### Supplied records

_ _ _ _ _ _ _

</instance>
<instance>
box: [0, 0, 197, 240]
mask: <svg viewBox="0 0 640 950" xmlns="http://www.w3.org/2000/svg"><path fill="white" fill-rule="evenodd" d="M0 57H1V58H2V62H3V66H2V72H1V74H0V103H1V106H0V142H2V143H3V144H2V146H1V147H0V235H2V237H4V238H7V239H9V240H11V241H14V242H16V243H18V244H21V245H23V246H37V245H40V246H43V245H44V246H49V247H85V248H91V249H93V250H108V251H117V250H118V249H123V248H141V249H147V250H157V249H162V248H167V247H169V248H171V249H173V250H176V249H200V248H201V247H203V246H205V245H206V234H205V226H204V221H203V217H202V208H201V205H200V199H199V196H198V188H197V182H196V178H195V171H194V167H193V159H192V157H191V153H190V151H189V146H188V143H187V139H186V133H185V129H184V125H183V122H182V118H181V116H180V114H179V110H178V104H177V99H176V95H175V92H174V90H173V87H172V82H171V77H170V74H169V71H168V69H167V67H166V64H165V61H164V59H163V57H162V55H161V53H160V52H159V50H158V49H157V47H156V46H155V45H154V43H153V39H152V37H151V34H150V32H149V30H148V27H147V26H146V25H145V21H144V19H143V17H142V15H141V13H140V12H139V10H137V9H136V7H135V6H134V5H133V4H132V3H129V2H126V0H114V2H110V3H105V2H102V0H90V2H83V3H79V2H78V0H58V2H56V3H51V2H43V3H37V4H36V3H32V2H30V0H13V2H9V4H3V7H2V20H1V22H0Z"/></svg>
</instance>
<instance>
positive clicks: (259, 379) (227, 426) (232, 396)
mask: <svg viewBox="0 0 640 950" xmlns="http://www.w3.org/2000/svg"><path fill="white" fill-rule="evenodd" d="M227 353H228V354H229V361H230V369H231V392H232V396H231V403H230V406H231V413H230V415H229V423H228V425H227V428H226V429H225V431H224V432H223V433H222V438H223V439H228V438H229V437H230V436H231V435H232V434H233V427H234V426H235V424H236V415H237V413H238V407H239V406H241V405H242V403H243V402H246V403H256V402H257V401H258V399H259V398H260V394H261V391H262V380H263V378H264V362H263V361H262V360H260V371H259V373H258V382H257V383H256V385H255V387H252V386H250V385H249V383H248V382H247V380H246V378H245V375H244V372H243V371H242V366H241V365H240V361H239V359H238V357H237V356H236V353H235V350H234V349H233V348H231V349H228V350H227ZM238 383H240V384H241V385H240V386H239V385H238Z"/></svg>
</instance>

_ _ _ _ _ _ _

### Exercise
Recast every line of the records above as a numbered list, leaving out any blank lines.

### Solution to this exercise
1. </instance>
2. <instance>
3. box: [0, 0, 197, 240]
4. mask: <svg viewBox="0 0 640 950" xmlns="http://www.w3.org/2000/svg"><path fill="white" fill-rule="evenodd" d="M0 57H1V58H2V62H3V66H2V72H1V74H0V103H1V106H0V142H2V143H3V144H2V146H1V147H0V235H2V237H4V238H7V239H9V240H11V241H14V242H16V243H18V244H21V245H23V246H37V245H40V246H43V245H44V246H49V247H85V248H91V249H93V250H108V251H117V250H118V249H123V248H141V249H147V250H157V249H162V248H167V247H169V248H171V249H173V250H176V249H200V248H201V247H203V246H205V245H206V234H205V226H204V221H203V217H202V208H201V205H200V199H199V196H198V188H197V182H196V178H195V171H194V167H193V159H192V157H191V153H190V151H189V146H188V143H187V139H186V133H185V129H184V125H183V122H182V118H181V116H180V114H179V110H178V104H177V99H176V95H175V92H174V90H173V87H172V82H171V77H170V74H169V71H168V69H167V67H166V64H165V61H164V59H163V57H162V55H161V53H160V52H159V50H158V49H157V47H156V46H155V45H154V43H153V39H152V37H151V34H150V32H149V30H148V27H147V26H146V25H145V21H144V19H143V17H142V15H141V13H140V12H139V10H137V9H136V7H135V6H134V5H133V4H132V3H129V2H126V0H114V2H110V3H105V2H102V0H90V2H83V3H79V2H78V0H58V2H56V3H51V2H43V3H37V4H36V3H32V2H30V0H13V2H9V4H3V7H2V20H1V22H0Z"/></svg>
5. </instance>
6. <instance>
7. positive clicks: (259, 379) (227, 426) (232, 396)
8. mask: <svg viewBox="0 0 640 950" xmlns="http://www.w3.org/2000/svg"><path fill="white" fill-rule="evenodd" d="M227 353H228V354H229V361H230V369H231V392H232V396H231V403H230V406H231V413H230V415H229V423H228V425H227V428H226V429H225V431H224V432H223V433H222V438H223V439H228V438H229V437H230V436H231V435H232V434H233V427H234V426H235V424H236V415H237V413H238V407H239V406H241V405H242V403H243V402H246V403H256V402H257V401H258V399H259V398H260V394H261V391H262V380H263V378H264V362H263V361H262V360H260V371H259V373H258V382H257V383H256V385H255V387H252V386H250V385H249V383H248V382H247V380H246V378H245V375H244V372H243V371H242V366H241V365H240V361H239V359H238V357H237V356H236V353H235V350H234V349H233V348H231V349H228V350H227ZM238 383H240V384H241V385H240V386H239V385H238Z"/></svg>
9. </instance>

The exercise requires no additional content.